Records from a data source:
# # # # # # #

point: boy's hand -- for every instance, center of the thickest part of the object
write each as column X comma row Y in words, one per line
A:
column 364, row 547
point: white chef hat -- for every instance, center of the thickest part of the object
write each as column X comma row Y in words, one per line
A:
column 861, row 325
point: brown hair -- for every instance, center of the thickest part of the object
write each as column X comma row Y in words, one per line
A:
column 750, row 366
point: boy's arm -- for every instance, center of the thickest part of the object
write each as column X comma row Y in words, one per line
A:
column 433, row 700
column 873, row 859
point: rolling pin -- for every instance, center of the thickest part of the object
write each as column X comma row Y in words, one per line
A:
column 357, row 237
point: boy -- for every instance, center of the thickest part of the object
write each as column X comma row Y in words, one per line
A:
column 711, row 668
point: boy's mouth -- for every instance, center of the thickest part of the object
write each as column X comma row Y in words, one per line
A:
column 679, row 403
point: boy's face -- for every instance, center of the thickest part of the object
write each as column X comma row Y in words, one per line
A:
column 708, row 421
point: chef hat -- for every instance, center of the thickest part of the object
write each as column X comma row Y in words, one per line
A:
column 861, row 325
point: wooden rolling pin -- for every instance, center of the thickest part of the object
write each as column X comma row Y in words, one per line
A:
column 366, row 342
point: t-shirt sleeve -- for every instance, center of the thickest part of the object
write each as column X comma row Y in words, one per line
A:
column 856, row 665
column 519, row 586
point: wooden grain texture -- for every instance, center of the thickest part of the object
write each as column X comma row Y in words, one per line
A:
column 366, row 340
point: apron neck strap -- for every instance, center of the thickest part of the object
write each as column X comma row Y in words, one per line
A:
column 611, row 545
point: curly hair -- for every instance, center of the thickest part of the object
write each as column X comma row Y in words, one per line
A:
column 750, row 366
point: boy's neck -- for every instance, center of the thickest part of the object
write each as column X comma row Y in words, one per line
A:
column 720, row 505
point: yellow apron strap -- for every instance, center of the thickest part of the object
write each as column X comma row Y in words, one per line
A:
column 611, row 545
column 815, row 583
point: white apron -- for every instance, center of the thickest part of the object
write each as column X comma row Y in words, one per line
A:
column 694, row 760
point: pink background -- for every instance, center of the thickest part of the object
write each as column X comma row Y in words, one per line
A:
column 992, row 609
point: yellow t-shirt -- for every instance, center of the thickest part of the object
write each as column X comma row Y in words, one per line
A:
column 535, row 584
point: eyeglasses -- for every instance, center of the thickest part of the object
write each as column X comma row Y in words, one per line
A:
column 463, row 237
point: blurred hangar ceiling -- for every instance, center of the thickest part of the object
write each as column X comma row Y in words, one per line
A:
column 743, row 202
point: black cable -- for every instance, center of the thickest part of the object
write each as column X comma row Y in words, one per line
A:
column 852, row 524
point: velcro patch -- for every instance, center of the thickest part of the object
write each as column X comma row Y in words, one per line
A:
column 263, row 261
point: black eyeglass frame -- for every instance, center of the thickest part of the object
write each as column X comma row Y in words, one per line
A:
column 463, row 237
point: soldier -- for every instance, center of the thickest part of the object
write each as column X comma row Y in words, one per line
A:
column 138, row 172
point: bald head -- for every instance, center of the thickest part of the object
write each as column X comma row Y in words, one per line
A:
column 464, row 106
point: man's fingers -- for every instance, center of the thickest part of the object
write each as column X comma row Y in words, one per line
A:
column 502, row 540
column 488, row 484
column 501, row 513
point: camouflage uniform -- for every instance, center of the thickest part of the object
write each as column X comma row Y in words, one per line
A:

# # # # # # #

PROBLEM DESCRIPTION:
Please turn the material above into a JSON list of strings, one string per line, leaving out blank lines.

EXPECTED OUTPUT:
[
  "point: boy's hand -- for every instance, center of the thickest part of the object",
  "write each as column X comma row Y in words, one per line",
  "A:",
  "column 364, row 547",
  "point: white chef hat -- for every instance, center of the thickest part of the object",
  "write each as column X comma row Y in words, one per line",
  "A:",
  "column 861, row 325",
  "point: brown hair -- for every instance, center of the thickest part of the object",
  "write each as column X comma row Y in words, one per line",
  "A:",
  "column 750, row 366",
  "point: boy's arm -- for every instance, center of the thickest part of the object",
  "write each as column X comma row Y in words, one per line",
  "A:",
  "column 433, row 700",
  "column 873, row 859",
  "point: rolling pin -- for every instance, center of the thickest part of the object",
  "write each as column X comma row Y in words, one per line",
  "A:",
  "column 357, row 237",
  "point: boy -- for every instance, center of the thickest part of the object",
  "write each as column X comma row Y in words, one per line",
  "A:",
  "column 711, row 668",
  "point: boy's mouth -- for every instance, center of the thickest part of the object",
  "write each as column X comma row Y in words, one per line",
  "A:",
  "column 679, row 403",
  "point: boy's face -- for every instance, center of the thickest part of the object",
  "write each as column X comma row Y in words, one per line",
  "A:",
  "column 708, row 421",
  "point: chef hat -- for every instance, center of the thickest part of the object",
  "write each as column X comma row Y in words, one per line",
  "A:",
  "column 861, row 325",
  "point: wooden rolling pin -- for every instance, center of the thickest part of the object",
  "write each as column X comma row Y in words, one per line",
  "A:",
  "column 366, row 342",
  "point: t-shirt sleeve -- for every instance, center of the thickest part of the object",
  "write each as column X comma row Y in words, one per line",
  "A:",
  "column 856, row 665",
  "column 519, row 586",
  "point: wooden grain texture -- for every instance, center of the thickest part of the object",
  "write each as column X comma row Y in words, one per line",
  "A:",
  "column 366, row 340",
  "point: apron neck strap -- for every instance, center of the thickest part of the object",
  "write each as column X comma row Y in words, one per line",
  "A:",
  "column 611, row 545",
  "point: curly hair -- for every instance, center of the thickest part of the object",
  "write each as column X comma row Y in words, one per line",
  "A:",
  "column 750, row 366",
  "point: boy's neck -- for every instance, center of the thickest part of the object",
  "write each as column X comma row Y in words, one per line",
  "A:",
  "column 720, row 505",
  "point: yellow apron strap -- for every instance, center of the thickest part of the object",
  "write each as column X comma row Y in words, one per line",
  "A:",
  "column 611, row 545",
  "column 815, row 583",
  "point: white apron -- for every instance, center of the thickest part of the object",
  "write each as column X comma row Y in words, one per line",
  "A:",
  "column 694, row 760",
  "point: pink background -- for every instance, center of the thickest part of the object",
  "write each as column X comma row Y in words, one per line",
  "A:",
  "column 992, row 609",
  "point: yellow t-shirt -- for every instance, center of the thickest part of the object",
  "write each as column X comma row Y in words, one per line",
  "A:",
  "column 535, row 584",
  "point: eyeglasses -- for every instance, center of the thickest part of the object",
  "write each as column X comma row Y in words, one per line",
  "A:",
  "column 463, row 237",
  "point: blurred hangar ceiling -- for every instance, center of the thickest part of the object",
  "write each as column X comma row Y in words, one per line",
  "A:",
  "column 743, row 202",
  "point: black cable -- for every instance, center of the thickest part of the object",
  "write each as column X comma row Y in words, one per line",
  "A:",
  "column 852, row 524",
  "point: velcro patch -- for every instance, center of the thickest part of the object",
  "write each as column X comma row Y in words, one per line",
  "A:",
  "column 263, row 261",
  "point: black eyeglass frame -- for every instance, center of the thickest part of the object",
  "write each as column X comma row Y in words, one per line",
  "A:",
  "column 463, row 237",
  "point: soldier -- for every instance, center of the thickest part of the object",
  "write each as column X comma row Y in words, one per line",
  "A:",
  "column 138, row 172",
  "point: bald head -- for every instance, center of the thickest part of the object",
  "write each as column X comma row Y in words, one per line",
  "A:",
  "column 464, row 106",
  "point: man's fingers -- for every instance, center of the thickest part of the object",
  "write each as column X comma row Y in words, one per line",
  "A:",
  "column 502, row 540",
  "column 488, row 484",
  "column 501, row 513",
  "point: camouflage uniform -- for every instance, center of the thickest part of the object",
  "write each as column X comma row Y in words, one per line",
  "A:"
]